Presentación
‘Hasta la frontera de mi sueño’
“El autodidacta es
un tipo que, tras mucho estudio y mucho esfuerzo, descubre que al este de
Valencia hay un mar que se llama Mediterráneo”. (Gándara)
Añado yo, de mi cosecha, que
ese autodidacta podrá, más adelante, en
la hora del crepúsculo, certificar que poco
importa cómo se llame el mar, mientras sea mar.
Pertenezco a un grupo social, dentro de una generación, en la que
el martillo era un instrumento didáctico.
Junto a tantos otros, nos tocó vivir una época en la que el
supuesto aprendizaje en centros religiosos, nos enseñaban que lo divino muestra tres caras: Dios Padre, Dios Hijo y un cuerpo astral
que se representa con la figura de una paloma.
Una abstracción es casi tanto como decir algo que no existe o, al menos en mi caso, puedo traducir como algo que apenas me importa que exista,
pues no voy a empeñar mi materia gris en entender algo incomprensible.
Yo a mi materia
gris la quiero mucho.
Esta pleitesía religiosa, esta tradición, estas raíces de índole más o menos cultural, dictan que el amor entre padres e hijos no está
sometido a condiciones.
La leyenda de Abraham
habla por sí sola. El padre le ordena al hijo matar, a su vez, a su propio
hijo. Y el amor al padre debe ser el mayor de todos, pues Abraham accede en el mayor acto de cobardía de la historia de
la literatura. El padre absoluto, eso sí, terminará por “regalar” a su hijo el perdón. Un regalo
que es un acto de soberbia.
El amor hacia el hijo, como se da por
supuesto que lo sienten todos los padres, incluido el divino, no es necesario
someterlo a prueba alguna.
:::
*Instrucciones*
1 - Según la presentación, ¿con qué figura se representa el cuerpo astral?
2 - Por favor, transcribe sin cambios las líneas de los registros desde la que contiene "Could you put a marker on each instance of the wall-mounted" hasta la que contiene "point(29, 67)", ambas incluidas.

*Registros proporcionados*
:::
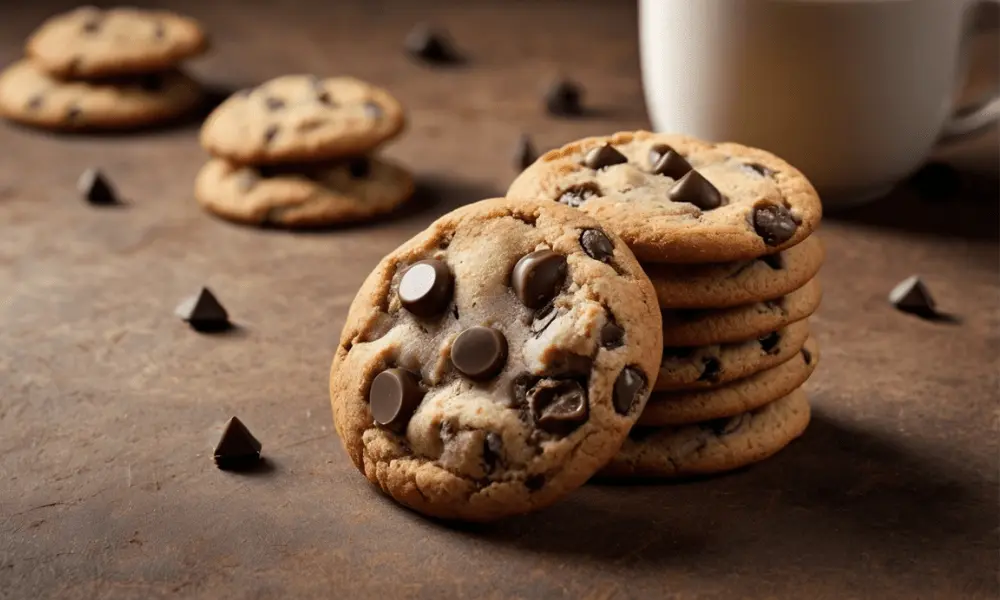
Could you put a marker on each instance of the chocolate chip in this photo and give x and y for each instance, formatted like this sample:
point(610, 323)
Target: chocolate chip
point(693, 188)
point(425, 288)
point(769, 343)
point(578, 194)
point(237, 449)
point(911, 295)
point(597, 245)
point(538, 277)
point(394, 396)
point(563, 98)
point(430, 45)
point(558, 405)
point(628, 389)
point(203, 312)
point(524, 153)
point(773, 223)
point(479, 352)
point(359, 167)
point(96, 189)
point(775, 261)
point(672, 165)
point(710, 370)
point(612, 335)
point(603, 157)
:::
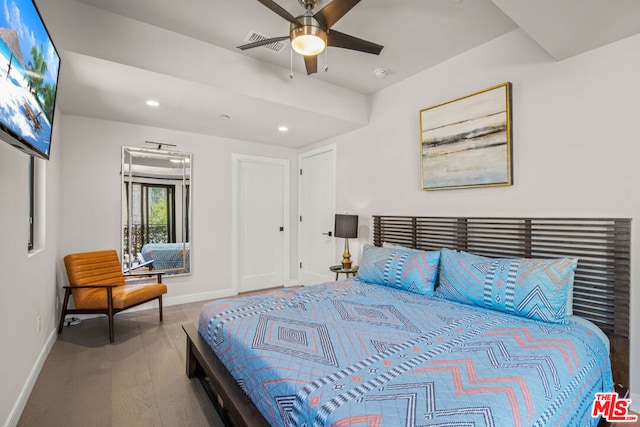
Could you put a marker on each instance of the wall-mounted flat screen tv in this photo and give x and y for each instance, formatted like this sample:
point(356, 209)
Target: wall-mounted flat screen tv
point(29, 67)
:::
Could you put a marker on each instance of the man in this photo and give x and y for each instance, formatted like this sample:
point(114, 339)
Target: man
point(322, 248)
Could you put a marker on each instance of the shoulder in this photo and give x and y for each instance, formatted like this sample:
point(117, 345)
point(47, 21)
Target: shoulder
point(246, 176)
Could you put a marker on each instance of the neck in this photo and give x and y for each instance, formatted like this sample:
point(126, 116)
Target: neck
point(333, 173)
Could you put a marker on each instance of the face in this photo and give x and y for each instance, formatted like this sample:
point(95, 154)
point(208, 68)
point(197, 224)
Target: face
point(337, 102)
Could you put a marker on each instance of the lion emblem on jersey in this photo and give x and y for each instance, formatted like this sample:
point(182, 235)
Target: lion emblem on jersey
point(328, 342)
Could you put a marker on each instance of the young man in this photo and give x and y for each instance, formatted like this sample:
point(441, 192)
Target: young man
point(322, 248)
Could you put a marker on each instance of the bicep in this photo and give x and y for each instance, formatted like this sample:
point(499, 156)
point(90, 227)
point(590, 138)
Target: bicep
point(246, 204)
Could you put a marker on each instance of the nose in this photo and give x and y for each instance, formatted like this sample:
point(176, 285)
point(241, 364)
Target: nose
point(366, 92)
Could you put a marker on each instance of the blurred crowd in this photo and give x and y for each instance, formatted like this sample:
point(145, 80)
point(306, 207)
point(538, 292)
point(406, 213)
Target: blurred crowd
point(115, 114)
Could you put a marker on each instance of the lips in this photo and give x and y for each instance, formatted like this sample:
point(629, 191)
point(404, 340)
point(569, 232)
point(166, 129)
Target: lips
:::
*Resultados por tarea*
1 - Con la figura de una paloma.

2 -
Could you put a marker on each instance of the wall-mounted flat screen tv in this photo and give x and y for each instance, formatted like this sample:
point(356, 209)
Target: wall-mounted flat screen tv
point(29, 67)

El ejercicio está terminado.